Swap "tall tree trunk" for "standing tree trunk" and write out again only the data lines that begin at the line containing "The component shall indicate one point per instance of the tall" and stop after the line containing "x=547 y=310", leaving everything else unchanged. Leave the pictures out of your answer.

** Begin Given information **

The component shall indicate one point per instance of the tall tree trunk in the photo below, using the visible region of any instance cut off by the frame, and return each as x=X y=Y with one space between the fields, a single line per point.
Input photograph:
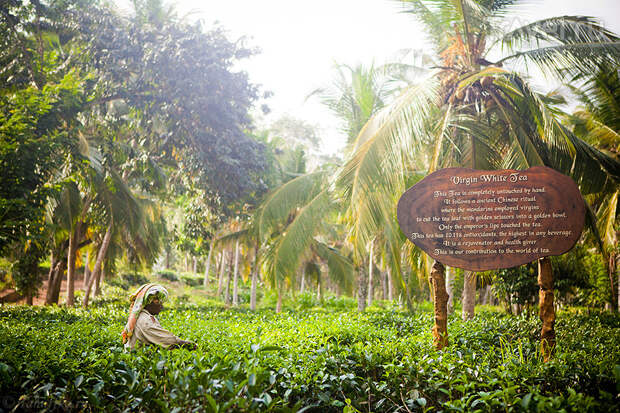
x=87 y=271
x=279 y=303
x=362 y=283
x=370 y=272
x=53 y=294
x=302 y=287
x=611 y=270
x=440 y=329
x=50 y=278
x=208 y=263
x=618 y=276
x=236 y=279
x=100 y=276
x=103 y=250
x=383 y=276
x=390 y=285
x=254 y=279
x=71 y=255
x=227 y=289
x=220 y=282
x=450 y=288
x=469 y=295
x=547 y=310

** End Given information **
** Begin Given information **

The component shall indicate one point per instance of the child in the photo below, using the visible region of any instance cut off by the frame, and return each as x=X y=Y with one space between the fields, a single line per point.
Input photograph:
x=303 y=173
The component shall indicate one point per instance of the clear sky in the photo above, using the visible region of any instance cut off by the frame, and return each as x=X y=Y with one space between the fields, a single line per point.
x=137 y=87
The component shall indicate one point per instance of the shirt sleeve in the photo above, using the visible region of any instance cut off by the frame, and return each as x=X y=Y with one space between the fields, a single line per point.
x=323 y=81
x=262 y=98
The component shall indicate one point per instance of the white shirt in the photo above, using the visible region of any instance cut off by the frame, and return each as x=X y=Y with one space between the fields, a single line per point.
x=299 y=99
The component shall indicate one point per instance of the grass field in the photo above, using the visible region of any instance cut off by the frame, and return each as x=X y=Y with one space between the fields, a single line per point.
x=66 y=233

** End Given information **

» **Problem solution**
The component shall indicate one point per instance of the standing tree trunk in the photo below, using the visible region of any instance cut off by the frame, and return each as x=X y=Y with one space between the fields, a single line per point.
Input photograph:
x=87 y=271
x=279 y=303
x=362 y=283
x=370 y=272
x=53 y=294
x=302 y=287
x=611 y=270
x=440 y=329
x=50 y=278
x=208 y=263
x=618 y=276
x=236 y=279
x=100 y=276
x=103 y=250
x=383 y=276
x=390 y=285
x=254 y=279
x=71 y=255
x=227 y=289
x=220 y=282
x=450 y=288
x=469 y=295
x=547 y=310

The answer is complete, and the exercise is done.